▸ **Source text**:
Created 06-18-2018 09:09 AM
Hi Team, i am facing this issue recursively.
Currently i am working on HIVE tables and facing issue with hive partitions ,we have script to drop partitions if exist based on dynamic values and add the new partitions based on new data comes.
i have uploaded two files with same partitions with different data in gap of 1 hours, both files are processed successfully and logs showing that partitions are adding drooped properly, but while checking the data in table, data was not there.
After some time i have load same files same which i have uploaded last and partitions are properly placed and i could able to see the data in hive.
Please help us here how to resolve this issue ? what might be root cause of this issue, we are facing this issue recursively.
Created 06-18-2018 01:19 PM
Hi @rama
have you issued this command after creating a partition?
MSCK REPAIR TABLE <tablename>;
Are you working with internal or internal tables?
Kind regards,
Paul
Created 06-18-2018 02:04 PM
HI @Paul Hernandez
I am not triggering MSCK REPAIR TABLE <tablename>, i hope which may works here i will do it but my quick question
till now we have not use MSCK REPAIR, why should we need this now only.
i am using external table using azure blob storage .
Created 06-18-2018 02:59 PM
Hello @rama
Are you issuing the "alter table [table name] add partition [partition name and value]" command?
When dealing with external tables (or manually adding data to a managed table.. i.e. adding a file on hdfs), you need to manually tell hive that there's a new partition.
Paul's suggestion to running "msck repair table" triggers a automatic partition discovery.
I would suggest :
1-When adding a new partition, issue the above alter table statement.
2-If you forgot to do step #1, issue a msck command to recover all missing partitions.
Makes sense?
Created 06-19-2018 09:28 AM
Hi @rama
from the official documentation:
An external table describes the metadata / schema on external files. External table files can be accessed and managed by processes outside of Hive. External tables can access data stored in sources such as Azure Storage Volumes (ASV) or remote HDFS locations. If the structure or partitioning of an external table is changed, an MSCK REPAIR TABLE table_name statement can be used to refresh metadata information.

▸ **Challenges**:
1. Answer these questions using the Hive partitions thread:
(a) What kind of storage does the original poster's external table use?
(b) What command does Paul first ask about running after creating a partition?
(c) According to the quoted documentation, what sources can external tables access data from?
2. In the Hive partitions thread, rewrite the paragraph beginning "An external table describes the metadata" as a short bulleted list that keeps its main facts.
3. Reproduce the Hive partitions thread from "Paul's suggestion to" to "alter table statement.".

(Coordinate annotation entries)
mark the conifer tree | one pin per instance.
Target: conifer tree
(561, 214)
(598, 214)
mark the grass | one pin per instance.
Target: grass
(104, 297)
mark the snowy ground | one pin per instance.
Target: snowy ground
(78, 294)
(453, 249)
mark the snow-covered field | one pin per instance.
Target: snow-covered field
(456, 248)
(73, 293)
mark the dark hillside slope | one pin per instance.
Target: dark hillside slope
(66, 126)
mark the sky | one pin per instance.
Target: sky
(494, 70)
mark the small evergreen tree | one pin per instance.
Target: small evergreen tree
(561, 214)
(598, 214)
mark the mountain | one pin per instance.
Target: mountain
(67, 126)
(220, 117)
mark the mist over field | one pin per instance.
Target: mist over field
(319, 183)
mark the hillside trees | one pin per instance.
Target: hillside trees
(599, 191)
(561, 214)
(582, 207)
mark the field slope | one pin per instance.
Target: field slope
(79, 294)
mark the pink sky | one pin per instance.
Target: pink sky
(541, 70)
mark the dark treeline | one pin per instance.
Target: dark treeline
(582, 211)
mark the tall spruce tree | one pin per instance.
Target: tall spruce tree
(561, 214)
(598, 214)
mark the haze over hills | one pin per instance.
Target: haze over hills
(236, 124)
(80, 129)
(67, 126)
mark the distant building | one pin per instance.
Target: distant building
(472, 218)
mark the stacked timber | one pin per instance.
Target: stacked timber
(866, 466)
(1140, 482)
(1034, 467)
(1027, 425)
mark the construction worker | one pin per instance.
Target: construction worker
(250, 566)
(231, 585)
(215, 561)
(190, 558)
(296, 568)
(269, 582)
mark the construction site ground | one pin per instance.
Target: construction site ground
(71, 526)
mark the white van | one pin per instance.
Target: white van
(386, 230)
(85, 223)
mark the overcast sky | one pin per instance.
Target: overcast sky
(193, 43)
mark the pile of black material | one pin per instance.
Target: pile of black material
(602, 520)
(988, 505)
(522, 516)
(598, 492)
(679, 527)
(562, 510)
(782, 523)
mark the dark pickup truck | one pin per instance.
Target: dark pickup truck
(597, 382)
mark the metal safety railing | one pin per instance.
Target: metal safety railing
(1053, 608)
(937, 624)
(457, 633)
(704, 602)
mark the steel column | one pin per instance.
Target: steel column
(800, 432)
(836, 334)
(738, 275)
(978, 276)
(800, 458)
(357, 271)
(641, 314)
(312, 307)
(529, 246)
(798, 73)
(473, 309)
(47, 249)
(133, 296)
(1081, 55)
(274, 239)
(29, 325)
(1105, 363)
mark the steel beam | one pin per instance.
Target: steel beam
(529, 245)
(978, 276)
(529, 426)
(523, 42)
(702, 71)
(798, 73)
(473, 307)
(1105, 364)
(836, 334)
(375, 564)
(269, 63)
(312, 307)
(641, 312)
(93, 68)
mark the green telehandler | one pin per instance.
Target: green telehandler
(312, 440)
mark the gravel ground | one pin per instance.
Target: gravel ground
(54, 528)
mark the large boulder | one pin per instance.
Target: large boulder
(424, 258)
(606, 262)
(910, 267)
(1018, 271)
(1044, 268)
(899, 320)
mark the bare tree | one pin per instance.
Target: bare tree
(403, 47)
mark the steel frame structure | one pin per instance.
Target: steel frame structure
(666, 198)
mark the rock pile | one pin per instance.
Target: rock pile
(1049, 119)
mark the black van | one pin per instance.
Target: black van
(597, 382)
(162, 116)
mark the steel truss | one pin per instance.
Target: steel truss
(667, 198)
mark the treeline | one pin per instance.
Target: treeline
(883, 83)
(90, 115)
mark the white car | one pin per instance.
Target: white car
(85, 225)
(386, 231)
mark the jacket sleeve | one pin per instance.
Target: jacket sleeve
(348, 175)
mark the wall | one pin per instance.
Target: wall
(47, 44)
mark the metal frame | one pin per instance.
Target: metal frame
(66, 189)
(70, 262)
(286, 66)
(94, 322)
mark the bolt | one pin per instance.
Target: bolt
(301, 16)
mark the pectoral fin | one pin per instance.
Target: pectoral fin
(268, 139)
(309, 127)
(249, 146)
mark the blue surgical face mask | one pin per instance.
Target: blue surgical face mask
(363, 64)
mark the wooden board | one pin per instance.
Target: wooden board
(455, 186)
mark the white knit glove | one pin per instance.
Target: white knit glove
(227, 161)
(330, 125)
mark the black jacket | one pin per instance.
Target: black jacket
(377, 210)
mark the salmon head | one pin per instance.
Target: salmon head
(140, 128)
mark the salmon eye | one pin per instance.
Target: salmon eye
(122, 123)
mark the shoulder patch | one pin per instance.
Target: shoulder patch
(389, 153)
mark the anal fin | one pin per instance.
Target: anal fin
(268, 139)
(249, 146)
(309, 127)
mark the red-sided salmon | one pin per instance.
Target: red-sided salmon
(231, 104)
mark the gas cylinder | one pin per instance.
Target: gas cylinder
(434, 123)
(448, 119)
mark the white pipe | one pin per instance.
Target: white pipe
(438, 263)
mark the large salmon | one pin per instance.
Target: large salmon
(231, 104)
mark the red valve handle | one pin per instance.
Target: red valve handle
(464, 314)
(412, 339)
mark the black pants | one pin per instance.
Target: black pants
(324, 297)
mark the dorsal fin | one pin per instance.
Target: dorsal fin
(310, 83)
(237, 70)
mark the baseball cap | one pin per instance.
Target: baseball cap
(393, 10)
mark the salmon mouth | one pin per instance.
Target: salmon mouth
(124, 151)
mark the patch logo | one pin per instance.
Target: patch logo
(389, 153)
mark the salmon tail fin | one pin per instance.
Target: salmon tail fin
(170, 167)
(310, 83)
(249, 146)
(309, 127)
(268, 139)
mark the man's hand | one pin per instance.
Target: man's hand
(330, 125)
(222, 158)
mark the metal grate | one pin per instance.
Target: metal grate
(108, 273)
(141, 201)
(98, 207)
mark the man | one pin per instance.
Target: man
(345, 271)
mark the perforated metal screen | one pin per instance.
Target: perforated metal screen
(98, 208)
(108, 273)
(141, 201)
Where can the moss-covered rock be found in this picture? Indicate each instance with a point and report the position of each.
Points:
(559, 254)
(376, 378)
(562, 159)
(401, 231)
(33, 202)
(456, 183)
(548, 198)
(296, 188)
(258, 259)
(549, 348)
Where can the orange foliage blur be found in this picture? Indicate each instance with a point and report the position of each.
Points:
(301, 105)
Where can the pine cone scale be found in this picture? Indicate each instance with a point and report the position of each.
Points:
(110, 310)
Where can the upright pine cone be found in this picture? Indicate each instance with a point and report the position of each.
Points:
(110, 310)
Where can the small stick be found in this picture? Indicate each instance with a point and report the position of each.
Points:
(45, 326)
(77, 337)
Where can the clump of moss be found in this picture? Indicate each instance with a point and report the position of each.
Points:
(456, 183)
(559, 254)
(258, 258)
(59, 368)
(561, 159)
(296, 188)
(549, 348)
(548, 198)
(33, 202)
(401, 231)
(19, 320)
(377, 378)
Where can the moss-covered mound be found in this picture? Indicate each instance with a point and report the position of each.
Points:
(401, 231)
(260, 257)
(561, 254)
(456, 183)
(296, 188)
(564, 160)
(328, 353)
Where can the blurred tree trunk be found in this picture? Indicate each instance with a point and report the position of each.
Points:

▸ **Responses to the exercise**:
1.
(a) Azure blob storage.
(b) MSCK REPAIR TABLE <tablename>;
(c) Azure Storage Volumes (ASV) or remote HDFS locations.

2.
- An external table describes the metadata or schema on external files.
- Processes outside of Hive can access and manage its files.
- It can access data in sources such as Azure Storage Volumes (ASV) or remote HDFS locations.
- If its structure or partitioning changes, an MSCK REPAIR TABLE table_name statement can refresh the metadata.

3.
Paul's suggestion to running "msck repair table" triggers a automatic partition discovery.
I would suggest :
1-When adding a new partition, issue the above alter table statement.